**Исходный текст**.
..............................

Иван Александрович Гончаров. Из письма Е. А. и М. А. Языковым. Остров Камигуин, порт Pio-Quinto, 13 (25) марта 1854 года:

Не только вы, мои малосведущие в географии друзья: Михайло Александрович и Екатерина Александровна, но и все наши приятели, члены Географического общества, едва ли сразу, без справки, скажут, откуда я к вам пишу, что это за остров Камигуин? Зачем я туда попал, спросите вы. Скажу вам сначала это, а потом что-нибудь другое. Остров Камигуин принадлежит к группе Филиппинских островов. <…> Возьмите общую карту Азии или просто обоих полушарий, и к югу от Китая и Японии Вы увидите как будто засиженное мухами небольшое пространство: это и будет архипелаг Филиппинских островов. Их всех до тысячи: у одной из этих тысячных долей, отмеченных на карте точкою, лежащей немного к северу от главного острова Люсона, стоят в затишье, в порте Пия V, наши два судна, прячась от англичан. Если у нас с ними война, то конечно они не замедлят явиться из Китая со всеми своими фрегатами и пароходами в Восточный океан искать и взять нас. Наши отдаваться не намерены, предпочитая, если не одолеем, взлететь на воздух. Не одно опасение встретиться с англичанами заставило нас зайти на этот покрытый сильною тропическою растительностию, но безлюдный островок: судно наше все более и более напоминает, что ему пора на покой. <…> Еще во время выдержанного нами в июле прошлого года тифона грот-мачта зашаталась у нас, а в нынешнем году погнулась набок и фок-мачта и на днях дала трещину. Надо было куда-нибудь забежать, чтобы взнуздать ее немножко, пока придем на север, в свои колонии, и дождемся там Дианы. В другое время мы сейчас же бы зашли в Шанхай, Гон-Конг, а теперь того и гляди началась с англичанами война: эти порты в их руках и мы попались бы к ним живьем. Нейтральных портов вблизи нет, кроме Манилы (на Люсоне) да Нагасаки. Но англичане не уважают нейтральных прав, потому что и Испания, и Япония слабы и помешать им не в силах.

..............................

**Предоставленный список**.
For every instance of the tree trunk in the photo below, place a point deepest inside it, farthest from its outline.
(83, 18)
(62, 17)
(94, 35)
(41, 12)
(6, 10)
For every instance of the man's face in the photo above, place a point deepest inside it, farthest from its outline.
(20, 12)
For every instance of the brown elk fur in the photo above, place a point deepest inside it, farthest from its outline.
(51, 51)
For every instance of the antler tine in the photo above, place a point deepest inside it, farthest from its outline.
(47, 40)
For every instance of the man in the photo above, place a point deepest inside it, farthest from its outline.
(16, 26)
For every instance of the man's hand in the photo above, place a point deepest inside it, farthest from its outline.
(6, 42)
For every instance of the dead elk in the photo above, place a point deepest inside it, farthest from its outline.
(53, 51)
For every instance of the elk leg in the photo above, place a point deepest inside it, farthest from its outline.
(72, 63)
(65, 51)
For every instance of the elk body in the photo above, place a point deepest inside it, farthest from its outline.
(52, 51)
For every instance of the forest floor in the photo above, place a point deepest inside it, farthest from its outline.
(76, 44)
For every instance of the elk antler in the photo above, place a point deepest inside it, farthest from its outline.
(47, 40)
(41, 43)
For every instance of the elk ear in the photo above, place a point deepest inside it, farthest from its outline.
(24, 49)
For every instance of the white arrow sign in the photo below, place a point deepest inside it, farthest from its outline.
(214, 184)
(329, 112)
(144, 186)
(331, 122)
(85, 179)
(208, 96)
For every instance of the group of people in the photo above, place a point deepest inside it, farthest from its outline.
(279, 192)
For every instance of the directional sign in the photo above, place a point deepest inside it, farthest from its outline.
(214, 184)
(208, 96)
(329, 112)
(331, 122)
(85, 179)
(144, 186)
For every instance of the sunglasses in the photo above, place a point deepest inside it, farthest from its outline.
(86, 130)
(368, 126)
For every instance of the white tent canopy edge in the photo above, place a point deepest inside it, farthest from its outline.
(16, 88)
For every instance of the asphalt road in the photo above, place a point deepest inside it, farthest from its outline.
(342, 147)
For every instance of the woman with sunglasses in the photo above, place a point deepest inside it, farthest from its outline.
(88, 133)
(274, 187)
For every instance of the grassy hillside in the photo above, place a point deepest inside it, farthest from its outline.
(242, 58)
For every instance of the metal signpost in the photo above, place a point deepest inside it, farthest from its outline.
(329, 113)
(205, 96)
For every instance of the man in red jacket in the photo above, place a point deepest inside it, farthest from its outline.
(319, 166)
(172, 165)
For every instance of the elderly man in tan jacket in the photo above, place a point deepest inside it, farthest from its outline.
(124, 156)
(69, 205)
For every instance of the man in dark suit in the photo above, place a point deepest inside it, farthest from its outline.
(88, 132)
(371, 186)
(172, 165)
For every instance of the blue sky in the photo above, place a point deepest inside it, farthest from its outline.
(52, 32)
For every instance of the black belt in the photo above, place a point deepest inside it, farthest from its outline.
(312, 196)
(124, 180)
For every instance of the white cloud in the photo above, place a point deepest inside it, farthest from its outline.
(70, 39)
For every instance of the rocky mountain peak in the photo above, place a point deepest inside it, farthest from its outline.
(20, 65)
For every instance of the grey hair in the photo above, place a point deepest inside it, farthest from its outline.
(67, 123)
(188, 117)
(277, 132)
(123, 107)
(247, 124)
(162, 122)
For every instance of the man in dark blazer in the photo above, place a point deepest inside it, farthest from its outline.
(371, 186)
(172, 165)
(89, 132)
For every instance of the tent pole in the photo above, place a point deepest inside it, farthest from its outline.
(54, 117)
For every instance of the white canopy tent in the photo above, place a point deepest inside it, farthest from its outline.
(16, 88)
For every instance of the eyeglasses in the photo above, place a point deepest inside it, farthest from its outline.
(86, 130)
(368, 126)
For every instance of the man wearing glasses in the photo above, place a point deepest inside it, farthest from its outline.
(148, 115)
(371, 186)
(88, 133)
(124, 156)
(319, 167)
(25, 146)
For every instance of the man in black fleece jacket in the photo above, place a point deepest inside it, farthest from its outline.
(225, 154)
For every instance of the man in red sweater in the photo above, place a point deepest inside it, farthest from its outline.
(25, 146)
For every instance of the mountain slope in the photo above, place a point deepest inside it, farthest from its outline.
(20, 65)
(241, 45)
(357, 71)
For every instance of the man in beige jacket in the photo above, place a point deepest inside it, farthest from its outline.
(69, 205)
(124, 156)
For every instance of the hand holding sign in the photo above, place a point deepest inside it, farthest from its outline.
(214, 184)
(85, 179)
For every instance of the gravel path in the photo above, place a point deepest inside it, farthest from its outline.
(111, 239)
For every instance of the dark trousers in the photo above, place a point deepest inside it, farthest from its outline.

..............................

**Что нужно сделать**. Какие порты, помимо того, где стоят два судна, названы в письме Гончарова с острова Камигуин? Этот список взят из другого источника и с письмом не связан.

**Ответ к заданию**. Шанхай, Гон-Конг, Манила, Нагасаки.